__EXERCISE INPUTS__.
* BEGIN *

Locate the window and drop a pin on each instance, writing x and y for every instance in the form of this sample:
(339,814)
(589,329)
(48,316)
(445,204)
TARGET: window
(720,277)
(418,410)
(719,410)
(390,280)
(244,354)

* END *

__AIM__. Rewrite the records above so that "window" becomes "door" wherever it occurs, keeping everything else unchanged.

__OUTPUT FOR THIS TASK__.
Locate the door and drop a pin on each instance, writing x and y for every instance in the form of this sample:
(339,814)
(589,329)
(48,316)
(445,204)
TARGET: door
(720,277)
(418,410)
(719,410)
(390,280)
(244,354)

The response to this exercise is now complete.